§ ESERCIZI
1) Secondo il brano sulle lezioni di letteratura epica, a quale fiaba viene paragonato il modo in cui ricordiamo i personaggi epici?
2) Cita testualmente dal brano sulle lezioni di letteratura epica il passo che va da "Credo di non" a "il significato: Troia.".

§ IL BRANO
Credo di non parlare solo per me stesso quando dico che le lezioni di letteratura epica alle medie e nei primi anni delle superiori erano, di solito, noiose. Cosa poteva fregare a noi di Enea che tira pacco a Didone? Cosa potevamo capire noi del valore di Ettore, della passione di Paride, della fede in se stesso di Ulisse a un’età alla quale non capivamo niente di violenza, di guerra, di fede e ancor meno di amore?
Niente.
Qualsiasi atto di eroismo, qualsiasi gesto d’amore di quei coraggiosi guerrieri e magnifiche donne, qualsiasi patetico atto di sacrificio ci entrava da un orecchio e usciva dall’altro a noi che piuttosto preferivamo ridacchiare ogni volta che la prof ripeteva quella nuova parola di cui avevamo appena imparato il significato: Troia.
Eppure tutti noi sappiamo chi sono questi personaggi. Sappiamo cosa hanno fatto e quale è stata la loro fine. Ma li ricordiamo come privi di qualsiasi significato e pathos, più o meno come ricordiamo Cappuccetto Rosso e il Lupo Cattivo.

§ MATERIALE DI PARTENZA
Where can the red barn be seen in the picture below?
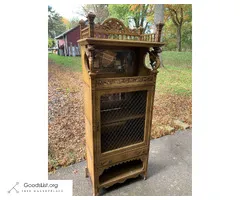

§ SOLUZIONI COMPLETE
1) A Cappuccetto Rosso e il Lupo Cattivo.

2)
Credo di non parlare solo per me stesso quando dico che le lezioni di letteratura epica alle medie e nei primi anni delle superiori erano, di solito, noiose. Cosa poteva fregare a noi di Enea che tira pacco a Didone? Cosa potevamo capire noi del valore di Ettore, della passione di Paride, della fede in se stesso di Ulisse a un’età alla quale non capivamo niente di violenza, di guerra, di fede e ancor meno di amore?
Niente.
Qualsiasi atto di eroismo, qualsiasi gesto d’amore di quei coraggiosi guerrieri e magnifiche donne, qualsiasi patetico atto di sacrificio ci entrava da un orecchio e usciva dall’altro a noi che piuttosto preferivamo ridacchiare ogni volta che la prof ripeteva quella nuova parola di cui avevamo appena imparato il significato: Troia.